Pointing and labeling records:
#####
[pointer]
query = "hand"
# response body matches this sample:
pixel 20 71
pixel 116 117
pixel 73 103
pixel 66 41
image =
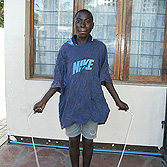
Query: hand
pixel 38 107
pixel 122 106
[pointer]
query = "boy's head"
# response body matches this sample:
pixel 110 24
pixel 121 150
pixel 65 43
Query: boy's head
pixel 84 10
pixel 83 23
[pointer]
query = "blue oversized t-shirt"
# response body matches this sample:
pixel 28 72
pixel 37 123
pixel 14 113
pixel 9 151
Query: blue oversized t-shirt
pixel 79 72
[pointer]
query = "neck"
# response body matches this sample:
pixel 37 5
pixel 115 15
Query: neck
pixel 82 40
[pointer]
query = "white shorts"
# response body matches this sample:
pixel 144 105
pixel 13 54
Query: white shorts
pixel 88 130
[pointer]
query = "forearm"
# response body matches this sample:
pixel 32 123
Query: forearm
pixel 49 94
pixel 112 91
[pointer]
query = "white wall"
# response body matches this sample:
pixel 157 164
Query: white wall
pixel 146 102
pixel 2 76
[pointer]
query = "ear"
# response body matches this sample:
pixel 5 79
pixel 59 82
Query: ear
pixel 92 25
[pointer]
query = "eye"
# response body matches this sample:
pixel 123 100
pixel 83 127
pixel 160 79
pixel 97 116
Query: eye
pixel 78 21
pixel 88 21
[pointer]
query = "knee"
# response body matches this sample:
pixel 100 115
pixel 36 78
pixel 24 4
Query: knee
pixel 87 143
pixel 74 142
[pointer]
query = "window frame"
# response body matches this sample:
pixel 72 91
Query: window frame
pixel 122 45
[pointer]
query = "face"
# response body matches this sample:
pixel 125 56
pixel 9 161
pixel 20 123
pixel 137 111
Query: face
pixel 83 24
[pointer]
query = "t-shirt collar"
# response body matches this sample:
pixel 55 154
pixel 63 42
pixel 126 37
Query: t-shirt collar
pixel 74 42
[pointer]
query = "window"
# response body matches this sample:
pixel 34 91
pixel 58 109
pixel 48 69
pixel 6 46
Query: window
pixel 134 32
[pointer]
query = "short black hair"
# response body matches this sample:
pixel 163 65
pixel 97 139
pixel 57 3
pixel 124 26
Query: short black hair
pixel 84 10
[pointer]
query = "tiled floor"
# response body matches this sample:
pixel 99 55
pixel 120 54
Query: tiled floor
pixel 13 155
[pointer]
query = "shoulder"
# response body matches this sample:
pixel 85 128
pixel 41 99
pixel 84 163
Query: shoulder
pixel 99 43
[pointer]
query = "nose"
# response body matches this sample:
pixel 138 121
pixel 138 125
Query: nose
pixel 83 24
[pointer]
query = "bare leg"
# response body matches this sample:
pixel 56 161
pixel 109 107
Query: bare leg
pixel 87 151
pixel 74 150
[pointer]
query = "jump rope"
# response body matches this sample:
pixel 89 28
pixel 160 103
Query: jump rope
pixel 123 151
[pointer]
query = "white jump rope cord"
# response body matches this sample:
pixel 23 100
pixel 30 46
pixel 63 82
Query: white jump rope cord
pixel 126 138
pixel 36 157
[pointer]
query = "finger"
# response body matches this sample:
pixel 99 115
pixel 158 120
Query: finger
pixel 38 110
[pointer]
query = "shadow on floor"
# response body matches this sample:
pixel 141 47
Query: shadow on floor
pixel 14 155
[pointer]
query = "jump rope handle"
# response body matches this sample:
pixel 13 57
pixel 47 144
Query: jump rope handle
pixel 36 157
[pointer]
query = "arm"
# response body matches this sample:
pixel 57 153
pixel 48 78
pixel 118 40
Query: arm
pixel 38 107
pixel 112 91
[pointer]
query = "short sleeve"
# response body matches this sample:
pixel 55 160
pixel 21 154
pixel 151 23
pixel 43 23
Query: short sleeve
pixel 59 73
pixel 104 72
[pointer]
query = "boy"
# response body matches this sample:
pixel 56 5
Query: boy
pixel 81 68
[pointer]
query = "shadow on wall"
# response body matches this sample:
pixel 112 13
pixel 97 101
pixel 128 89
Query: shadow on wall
pixel 2 76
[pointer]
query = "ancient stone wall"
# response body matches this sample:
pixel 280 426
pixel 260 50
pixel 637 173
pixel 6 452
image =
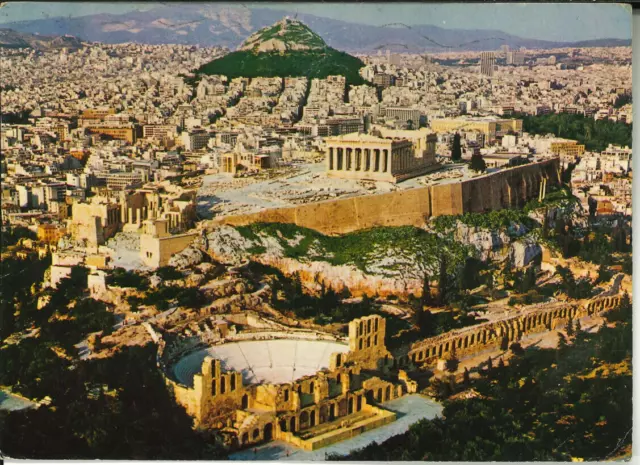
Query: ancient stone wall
pixel 507 188
pixel 288 411
pixel 493 335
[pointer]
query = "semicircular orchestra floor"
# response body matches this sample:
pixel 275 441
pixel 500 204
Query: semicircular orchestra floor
pixel 272 361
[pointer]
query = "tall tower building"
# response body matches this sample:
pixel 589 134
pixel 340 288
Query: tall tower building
pixel 487 63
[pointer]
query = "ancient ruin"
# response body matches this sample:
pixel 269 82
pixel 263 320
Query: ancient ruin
pixel 257 395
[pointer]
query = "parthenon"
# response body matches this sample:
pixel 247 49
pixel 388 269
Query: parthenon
pixel 365 156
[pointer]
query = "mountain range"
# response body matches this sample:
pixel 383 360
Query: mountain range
pixel 229 26
pixel 14 39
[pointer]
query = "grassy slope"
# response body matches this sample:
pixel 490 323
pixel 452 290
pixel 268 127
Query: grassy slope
pixel 362 249
pixel 311 63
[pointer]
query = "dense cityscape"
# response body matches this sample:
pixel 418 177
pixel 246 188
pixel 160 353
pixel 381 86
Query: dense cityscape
pixel 317 255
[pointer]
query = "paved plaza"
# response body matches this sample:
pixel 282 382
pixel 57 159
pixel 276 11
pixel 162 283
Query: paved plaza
pixel 409 409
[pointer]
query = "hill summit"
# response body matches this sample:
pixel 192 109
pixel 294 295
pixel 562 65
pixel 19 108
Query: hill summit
pixel 286 34
pixel 287 48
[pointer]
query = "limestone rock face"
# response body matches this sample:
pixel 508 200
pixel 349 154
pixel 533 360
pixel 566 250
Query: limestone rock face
pixel 155 281
pixel 568 211
pixel 190 256
pixel 228 246
pixel 524 252
pixel 490 244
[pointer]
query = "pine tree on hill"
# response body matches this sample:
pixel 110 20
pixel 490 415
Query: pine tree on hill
pixel 456 148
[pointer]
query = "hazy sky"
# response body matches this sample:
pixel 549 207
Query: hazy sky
pixel 562 22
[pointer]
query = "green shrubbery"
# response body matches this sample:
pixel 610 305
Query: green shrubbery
pixel 314 64
pixel 364 248
pixel 595 135
pixel 120 277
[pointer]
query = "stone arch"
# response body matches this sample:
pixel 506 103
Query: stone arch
pixel 323 414
pixel 267 434
pixel 343 407
pixel 303 420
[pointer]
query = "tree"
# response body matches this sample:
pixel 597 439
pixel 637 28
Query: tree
pixel 604 275
pixel 443 280
pixel 545 224
pixel 569 329
pixel 507 273
pixel 456 148
pixel 516 348
pixel 426 291
pixel 477 163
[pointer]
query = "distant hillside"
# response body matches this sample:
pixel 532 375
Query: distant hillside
pixel 287 48
pixel 13 39
pixel 228 26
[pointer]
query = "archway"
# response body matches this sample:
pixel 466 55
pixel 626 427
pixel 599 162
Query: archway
pixel 342 408
pixel 268 432
pixel 304 420
pixel 323 415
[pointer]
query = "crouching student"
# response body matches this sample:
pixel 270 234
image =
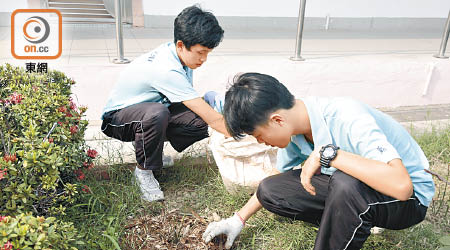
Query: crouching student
pixel 360 167
pixel 154 99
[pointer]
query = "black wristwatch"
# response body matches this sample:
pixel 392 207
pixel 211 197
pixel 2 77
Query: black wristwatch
pixel 327 154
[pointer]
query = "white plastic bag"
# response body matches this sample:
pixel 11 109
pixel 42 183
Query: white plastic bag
pixel 244 162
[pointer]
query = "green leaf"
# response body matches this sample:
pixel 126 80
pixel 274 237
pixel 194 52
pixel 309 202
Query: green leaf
pixel 445 240
pixel 116 245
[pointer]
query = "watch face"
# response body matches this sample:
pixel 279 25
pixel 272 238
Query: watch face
pixel 328 152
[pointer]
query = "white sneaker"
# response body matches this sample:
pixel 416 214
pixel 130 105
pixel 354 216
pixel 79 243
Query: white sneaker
pixel 167 161
pixel 150 190
pixel 376 230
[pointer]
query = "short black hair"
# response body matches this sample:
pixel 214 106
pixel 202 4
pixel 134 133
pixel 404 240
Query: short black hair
pixel 251 99
pixel 195 26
#####
Task details: Please put the stretch from the start of the records through the line that contains "pixel 83 23" into a Markdown table with the columns Row and Line, numbering each line and skipping blank ones. Leave the pictures out of the table.

Completed exercise:
| Row | Line |
|---|---|
| 1 | [pointer] |
| 2 | query = "hand" |
| 3 | # response body matches this sample: |
| 4 | pixel 20 71 |
| 5 | pixel 116 117 |
| 6 | pixel 73 103 |
| 7 | pixel 66 41 |
| 8 | image = |
| 9 | Query: hand |
| 10 | pixel 38 107 |
| 11 | pixel 122 106 |
| 12 | [pointer] |
| 13 | query = "boy's head" |
| 14 | # response body matches this sample: |
| 15 | pixel 110 24 |
| 16 | pixel 121 150 |
| 17 | pixel 65 43 |
| 18 | Query: boy's head |
| 19 | pixel 84 10 |
| 20 | pixel 83 23 |